▶ _PROBLEM STATEMENT_
When you retype the data, keep every line exactly as it appears.

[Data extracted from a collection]
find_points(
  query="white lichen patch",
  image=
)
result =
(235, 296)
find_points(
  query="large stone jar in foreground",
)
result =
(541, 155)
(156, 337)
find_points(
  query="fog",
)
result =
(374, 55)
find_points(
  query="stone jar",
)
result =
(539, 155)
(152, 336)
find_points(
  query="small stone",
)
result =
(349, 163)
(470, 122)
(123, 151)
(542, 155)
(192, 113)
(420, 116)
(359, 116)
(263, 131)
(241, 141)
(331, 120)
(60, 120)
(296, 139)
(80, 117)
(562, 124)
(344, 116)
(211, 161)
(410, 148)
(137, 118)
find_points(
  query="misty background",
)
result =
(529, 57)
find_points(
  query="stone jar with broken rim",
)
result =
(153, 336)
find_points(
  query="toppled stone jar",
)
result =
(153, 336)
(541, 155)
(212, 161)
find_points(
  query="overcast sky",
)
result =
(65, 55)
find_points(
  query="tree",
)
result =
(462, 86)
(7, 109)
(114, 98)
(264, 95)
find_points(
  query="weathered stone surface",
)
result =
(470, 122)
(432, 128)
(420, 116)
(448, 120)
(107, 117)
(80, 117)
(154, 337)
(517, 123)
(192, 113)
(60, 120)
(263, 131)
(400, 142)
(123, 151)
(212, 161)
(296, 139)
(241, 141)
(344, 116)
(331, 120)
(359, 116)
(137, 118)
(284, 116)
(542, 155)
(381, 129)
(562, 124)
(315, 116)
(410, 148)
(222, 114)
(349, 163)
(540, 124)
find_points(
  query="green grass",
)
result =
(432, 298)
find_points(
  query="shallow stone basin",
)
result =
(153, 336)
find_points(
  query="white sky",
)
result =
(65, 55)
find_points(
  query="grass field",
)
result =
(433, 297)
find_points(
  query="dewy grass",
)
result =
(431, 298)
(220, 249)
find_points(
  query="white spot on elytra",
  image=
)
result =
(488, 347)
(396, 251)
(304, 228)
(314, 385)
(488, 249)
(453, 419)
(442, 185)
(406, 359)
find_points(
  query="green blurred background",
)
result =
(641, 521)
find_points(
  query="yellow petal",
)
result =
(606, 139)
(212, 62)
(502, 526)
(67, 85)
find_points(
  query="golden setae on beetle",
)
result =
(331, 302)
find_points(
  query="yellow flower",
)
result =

▶ _TASK RESPONSE_
find_points(
  query="white lichen patch",
  image=
)
result =
(235, 296)
find_points(
  query="large stone jar in foreground",
)
result =
(541, 155)
(156, 337)
find_points(
  query="fog",
)
result =
(374, 55)
find_points(
  query="stone jar",
)
result =
(539, 155)
(152, 336)
find_points(
  query="small stone",
)
result =
(349, 163)
(470, 122)
(123, 151)
(542, 155)
(192, 113)
(420, 116)
(359, 116)
(263, 131)
(241, 141)
(331, 120)
(60, 120)
(296, 139)
(80, 117)
(562, 124)
(344, 116)
(211, 161)
(410, 148)
(137, 118)
find_points(
  query="misty background",
)
result =
(529, 57)
find_points(
  query="stone jar with broken rim",
)
result =
(153, 336)
find_points(
  query="toppled stone jar",
)
result =
(153, 336)
(541, 155)
(212, 161)
find_points(
  query="overcast sky",
)
result =
(65, 55)
find_points(
  query="tree",
)
result =
(462, 86)
(7, 109)
(114, 98)
(264, 95)
find_points(
  query="weathered stone surface",
)
result =
(470, 122)
(432, 128)
(420, 116)
(448, 120)
(107, 117)
(80, 117)
(154, 337)
(517, 123)
(192, 113)
(60, 120)
(263, 131)
(400, 142)
(123, 151)
(212, 161)
(296, 139)
(241, 141)
(344, 116)
(331, 120)
(359, 116)
(137, 118)
(284, 116)
(542, 155)
(381, 129)
(562, 124)
(315, 116)
(410, 148)
(222, 114)
(349, 163)
(540, 124)
find_points(
  query="green grass",
)
result =
(432, 298)
find_points(
  query="shallow stone basin",
)
result =
(153, 336)
find_points(
  query="white sky",
)
result =
(65, 55)
find_points(
  query="grass field",
)
result =
(433, 297)
find_points(
  query="dewy grass",
)
result =
(431, 298)
(220, 249)
find_points(
  query="white spot on elytra",
  image=
)
result =
(488, 347)
(396, 251)
(304, 228)
(314, 385)
(488, 249)
(453, 419)
(442, 185)
(406, 359)
find_points(
  query="green blurred background",
)
result =
(641, 521)
find_points(
  query="yellow petal",
)
result =
(606, 139)
(212, 62)
(502, 526)
(67, 85)
find_points(
  query="golden setae on beetle",
)
result =
(331, 302)
find_points(
  query="yellow flower",
)
result =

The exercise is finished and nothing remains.